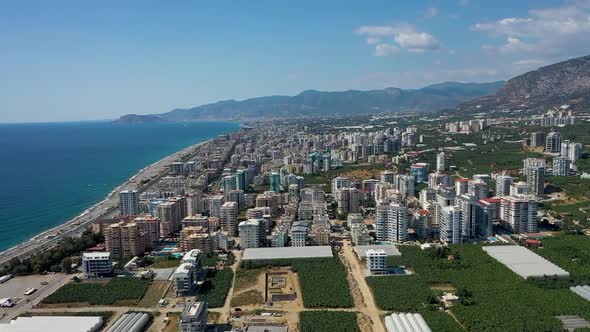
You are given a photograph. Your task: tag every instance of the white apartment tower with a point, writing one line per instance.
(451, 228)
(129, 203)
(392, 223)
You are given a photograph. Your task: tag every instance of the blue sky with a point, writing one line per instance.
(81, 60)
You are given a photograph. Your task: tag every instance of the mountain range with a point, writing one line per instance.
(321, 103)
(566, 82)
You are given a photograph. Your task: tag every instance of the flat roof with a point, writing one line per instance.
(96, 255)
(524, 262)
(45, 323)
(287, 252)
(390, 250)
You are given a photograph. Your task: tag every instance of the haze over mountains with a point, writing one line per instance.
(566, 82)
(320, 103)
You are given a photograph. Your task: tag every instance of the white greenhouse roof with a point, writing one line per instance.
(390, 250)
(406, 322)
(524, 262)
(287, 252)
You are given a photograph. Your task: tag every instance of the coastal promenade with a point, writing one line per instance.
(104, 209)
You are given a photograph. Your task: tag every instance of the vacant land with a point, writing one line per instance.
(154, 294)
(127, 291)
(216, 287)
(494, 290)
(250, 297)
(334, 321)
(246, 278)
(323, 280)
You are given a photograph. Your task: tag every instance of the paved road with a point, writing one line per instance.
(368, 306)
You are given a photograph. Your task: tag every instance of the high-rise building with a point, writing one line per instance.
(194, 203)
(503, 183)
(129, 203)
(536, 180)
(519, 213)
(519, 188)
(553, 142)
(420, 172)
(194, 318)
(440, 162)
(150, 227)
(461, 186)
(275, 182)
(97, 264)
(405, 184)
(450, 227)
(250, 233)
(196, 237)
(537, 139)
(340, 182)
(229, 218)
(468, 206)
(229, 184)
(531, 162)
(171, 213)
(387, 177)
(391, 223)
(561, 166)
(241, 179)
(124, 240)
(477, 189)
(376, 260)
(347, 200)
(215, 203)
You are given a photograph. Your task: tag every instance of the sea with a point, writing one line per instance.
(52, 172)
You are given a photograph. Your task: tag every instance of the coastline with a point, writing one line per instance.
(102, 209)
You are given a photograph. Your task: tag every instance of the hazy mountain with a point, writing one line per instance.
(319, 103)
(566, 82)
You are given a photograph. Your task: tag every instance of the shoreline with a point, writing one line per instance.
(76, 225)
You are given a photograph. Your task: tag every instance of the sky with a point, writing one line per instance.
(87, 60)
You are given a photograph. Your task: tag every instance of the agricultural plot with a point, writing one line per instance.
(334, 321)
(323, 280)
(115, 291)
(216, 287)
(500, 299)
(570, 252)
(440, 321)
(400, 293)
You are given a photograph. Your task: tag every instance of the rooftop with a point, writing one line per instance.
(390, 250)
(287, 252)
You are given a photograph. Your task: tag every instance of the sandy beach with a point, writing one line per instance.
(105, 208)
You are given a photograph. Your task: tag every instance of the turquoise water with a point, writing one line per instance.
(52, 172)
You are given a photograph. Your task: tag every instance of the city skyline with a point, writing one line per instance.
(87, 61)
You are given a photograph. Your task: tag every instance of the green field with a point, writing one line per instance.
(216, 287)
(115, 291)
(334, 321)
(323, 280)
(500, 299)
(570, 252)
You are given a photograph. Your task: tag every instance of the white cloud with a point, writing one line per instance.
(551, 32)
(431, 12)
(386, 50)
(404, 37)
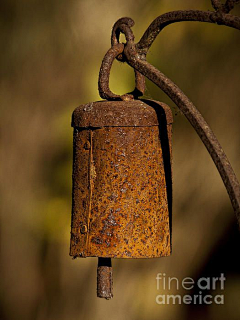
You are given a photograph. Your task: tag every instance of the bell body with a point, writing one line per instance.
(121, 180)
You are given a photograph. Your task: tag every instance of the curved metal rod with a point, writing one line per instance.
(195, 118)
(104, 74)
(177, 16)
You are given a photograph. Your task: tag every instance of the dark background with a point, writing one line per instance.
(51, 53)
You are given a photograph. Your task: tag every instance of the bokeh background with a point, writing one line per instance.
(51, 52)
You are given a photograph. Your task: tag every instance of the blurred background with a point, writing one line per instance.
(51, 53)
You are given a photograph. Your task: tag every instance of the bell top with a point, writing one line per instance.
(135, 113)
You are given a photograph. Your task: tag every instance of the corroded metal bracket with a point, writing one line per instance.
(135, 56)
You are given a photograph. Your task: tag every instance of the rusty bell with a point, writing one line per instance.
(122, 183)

▬▬▬▬▬▬▬▬▬▬

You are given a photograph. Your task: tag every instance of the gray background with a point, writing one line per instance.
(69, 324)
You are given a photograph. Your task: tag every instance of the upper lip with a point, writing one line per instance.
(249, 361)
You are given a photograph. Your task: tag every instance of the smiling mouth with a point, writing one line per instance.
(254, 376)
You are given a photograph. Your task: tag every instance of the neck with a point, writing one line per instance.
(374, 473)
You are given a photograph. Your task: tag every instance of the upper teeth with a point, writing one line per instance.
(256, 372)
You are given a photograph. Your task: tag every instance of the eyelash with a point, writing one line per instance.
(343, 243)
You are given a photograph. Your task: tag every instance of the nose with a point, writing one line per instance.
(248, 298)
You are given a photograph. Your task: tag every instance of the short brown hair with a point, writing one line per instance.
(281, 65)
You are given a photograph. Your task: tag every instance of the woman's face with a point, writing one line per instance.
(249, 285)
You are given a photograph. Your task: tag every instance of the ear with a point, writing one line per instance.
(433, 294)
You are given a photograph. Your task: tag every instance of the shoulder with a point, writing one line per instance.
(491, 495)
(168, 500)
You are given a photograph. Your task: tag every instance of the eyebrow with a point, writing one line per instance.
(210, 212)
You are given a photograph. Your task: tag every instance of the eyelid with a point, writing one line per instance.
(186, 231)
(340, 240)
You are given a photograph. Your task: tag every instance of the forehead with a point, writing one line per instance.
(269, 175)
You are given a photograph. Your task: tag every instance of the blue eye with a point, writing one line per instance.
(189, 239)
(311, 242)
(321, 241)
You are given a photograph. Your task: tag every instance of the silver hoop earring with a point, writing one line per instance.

▬▬▬▬▬▬▬▬▬▬

Goal >>
Reproduce the stretch of the listing from the line containing "of the forehead" through the line containing "of the silver", substituting "mark" for "tag" throughout and leaving everything else unchanged.

Written answer >>
You are given a photograph. Your task: mark every instance of the forehead with a point, writing one line per instance.
(269, 175)
You are given a photograph. Your task: mark every instance of the blue eye with a point, writing one line per instance.
(189, 239)
(311, 242)
(321, 241)
You are given a photograph. Your task: mark every instance of the silver hoop earring with a point, writing one line per instance.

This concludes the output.